The answer should contain each record below, repeated exactly.

________________

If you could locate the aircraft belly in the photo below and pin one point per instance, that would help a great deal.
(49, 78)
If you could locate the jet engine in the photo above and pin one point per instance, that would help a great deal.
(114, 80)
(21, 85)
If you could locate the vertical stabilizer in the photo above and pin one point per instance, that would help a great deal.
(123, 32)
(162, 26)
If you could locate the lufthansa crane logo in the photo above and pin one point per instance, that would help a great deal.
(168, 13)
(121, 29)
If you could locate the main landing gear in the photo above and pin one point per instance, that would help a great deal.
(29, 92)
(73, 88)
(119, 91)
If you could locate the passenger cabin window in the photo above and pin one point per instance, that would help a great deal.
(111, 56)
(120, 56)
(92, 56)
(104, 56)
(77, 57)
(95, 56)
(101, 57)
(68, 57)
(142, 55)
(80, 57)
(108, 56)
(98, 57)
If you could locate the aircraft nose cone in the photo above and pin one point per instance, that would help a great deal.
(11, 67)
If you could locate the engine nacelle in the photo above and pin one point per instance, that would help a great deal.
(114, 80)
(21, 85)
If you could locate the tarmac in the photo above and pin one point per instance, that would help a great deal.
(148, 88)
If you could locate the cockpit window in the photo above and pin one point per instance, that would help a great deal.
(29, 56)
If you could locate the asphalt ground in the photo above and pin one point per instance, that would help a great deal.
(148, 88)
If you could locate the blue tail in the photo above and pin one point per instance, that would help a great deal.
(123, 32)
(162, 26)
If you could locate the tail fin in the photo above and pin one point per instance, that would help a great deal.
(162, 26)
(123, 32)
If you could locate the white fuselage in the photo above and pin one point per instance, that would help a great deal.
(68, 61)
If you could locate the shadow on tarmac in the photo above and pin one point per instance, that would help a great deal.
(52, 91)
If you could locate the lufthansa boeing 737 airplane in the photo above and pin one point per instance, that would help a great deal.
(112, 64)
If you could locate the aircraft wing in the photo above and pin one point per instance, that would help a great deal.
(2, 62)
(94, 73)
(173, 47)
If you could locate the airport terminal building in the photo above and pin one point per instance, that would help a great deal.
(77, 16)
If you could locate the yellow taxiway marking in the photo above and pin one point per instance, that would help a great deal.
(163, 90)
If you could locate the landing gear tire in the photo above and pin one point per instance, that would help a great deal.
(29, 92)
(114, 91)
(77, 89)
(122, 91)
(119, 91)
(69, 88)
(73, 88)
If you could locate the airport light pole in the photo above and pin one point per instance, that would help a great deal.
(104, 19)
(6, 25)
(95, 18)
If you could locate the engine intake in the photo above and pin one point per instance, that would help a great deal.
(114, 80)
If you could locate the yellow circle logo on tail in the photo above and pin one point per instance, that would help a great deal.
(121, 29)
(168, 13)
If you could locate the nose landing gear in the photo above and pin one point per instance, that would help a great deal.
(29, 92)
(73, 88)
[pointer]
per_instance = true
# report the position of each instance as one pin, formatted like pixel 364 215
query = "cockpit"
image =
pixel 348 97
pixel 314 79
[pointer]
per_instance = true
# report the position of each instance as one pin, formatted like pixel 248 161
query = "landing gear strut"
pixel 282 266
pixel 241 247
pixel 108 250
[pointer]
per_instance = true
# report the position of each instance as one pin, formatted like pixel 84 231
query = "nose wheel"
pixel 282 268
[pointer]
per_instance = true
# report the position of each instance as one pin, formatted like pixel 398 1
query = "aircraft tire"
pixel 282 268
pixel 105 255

________________

TASK OUTPUT.
If you could locate the aircraft belly in the photo below and pin one point per instance, that would help a great deal.
(49, 78)
If you could locate the jet engine in the photo above and pin one point per instance, that would help a great deal.
(114, 80)
(21, 85)
If you could locate the vertical stabilizer in the photo above and pin one point per instance, that would help a great deal.
(123, 32)
(162, 26)
If you could locate the lufthansa crane logo in the photo above and pin one point per instance, that would help a great deal.
(168, 13)
(121, 29)
If you could locate the main landing gear in the photo above and pin one point per instance, that would help a great deal.
(29, 92)
(73, 88)
(119, 91)
If you could locate the passenger cabin window in the photo above and pin one point per instance, that would help a great deal.
(111, 56)
(120, 56)
(92, 56)
(104, 56)
(77, 57)
(95, 56)
(101, 57)
(68, 57)
(142, 55)
(80, 57)
(108, 56)
(98, 57)
If you could locate the aircraft nose cone in the photo above and pin one point per instance, that would help a great deal.
(11, 67)
If you could locate the engine nacelle in the photo above and pin one point per instance, that would help a great deal.
(114, 80)
(21, 85)
If you could locate the tarmac in the photo above and pin one point per instance, that would help a great deal.
(148, 88)
If you could locate the cockpit window in the photo above and pin one point per instance, that would help a great deal.
(29, 56)
If you could locate the asphalt ground in the photo above and pin one point per instance, that would help a great deal.
(148, 88)
If you could locate the blue tail in the photo above and pin one point per instance, that would help a great deal.
(123, 32)
(162, 26)
If you could locate the tail fin in the photo above and pin one point per instance, that would help a great deal.
(162, 26)
(123, 32)
If you could locate the white fuselage in the photo above and pin one point per instance, that would help a great deal.
(68, 61)
If you could locate the shadow on tarmac in the photo above and pin one point per instance, that would help a great deal.
(52, 91)
If you could locate the lufthansa boeing 737 airplane in the photo above and pin one point per instance, that would help a great deal.
(112, 64)
If you could locate the aircraft wing in the photo above and pin one point per instance, that would help a great deal.
(2, 62)
(94, 73)
(173, 47)
If you could locate the airport terminal building in the photo above and pin one point per instance, that would help a great deal.
(77, 16)
If you could locate the yellow taxiway marking in the photo above and pin one point per instance, that would help a great deal.
(163, 90)
If you could locate the landing gear tire in the photo above and pin one point per instance, that would help a great deal.
(29, 92)
(114, 91)
(77, 89)
(122, 91)
(119, 91)
(69, 88)
(73, 88)
If you could locate the airport light pole in the photo above and pin one point per instance, that would help a great deal.
(104, 19)
(6, 25)
(95, 18)
If you could locate the engine intake in the photo above and pin one point per instance, that would help a great deal.
(114, 80)
If you could locate the yellow circle logo on tail in the photo above and pin one point per instance, that would help a great deal.
(121, 29)
(168, 13)
If you could locate the nose landing gear in the photo above and pin one point per instance, that would help a great deal.
(29, 92)
(73, 88)
[pointer]
per_instance = true
# report the position of each instance as one pin, formatted like pixel 364 215
query = "cockpit"
image =
pixel 348 97
pixel 314 79
[pointer]
per_instance = true
# report the position of each instance as one pin, formatted like pixel 248 161
query = "landing gear strut"
pixel 282 266
pixel 241 247
pixel 108 250
[pointer]
per_instance = true
# report the position of each instance as one pin, formatted like pixel 84 231
query = "nose wheel"
pixel 282 268
[pointer]
per_instance = true
# report the position of each instance as one pin, formatted like pixel 398 1
query = "aircraft tire"
pixel 282 268
pixel 105 255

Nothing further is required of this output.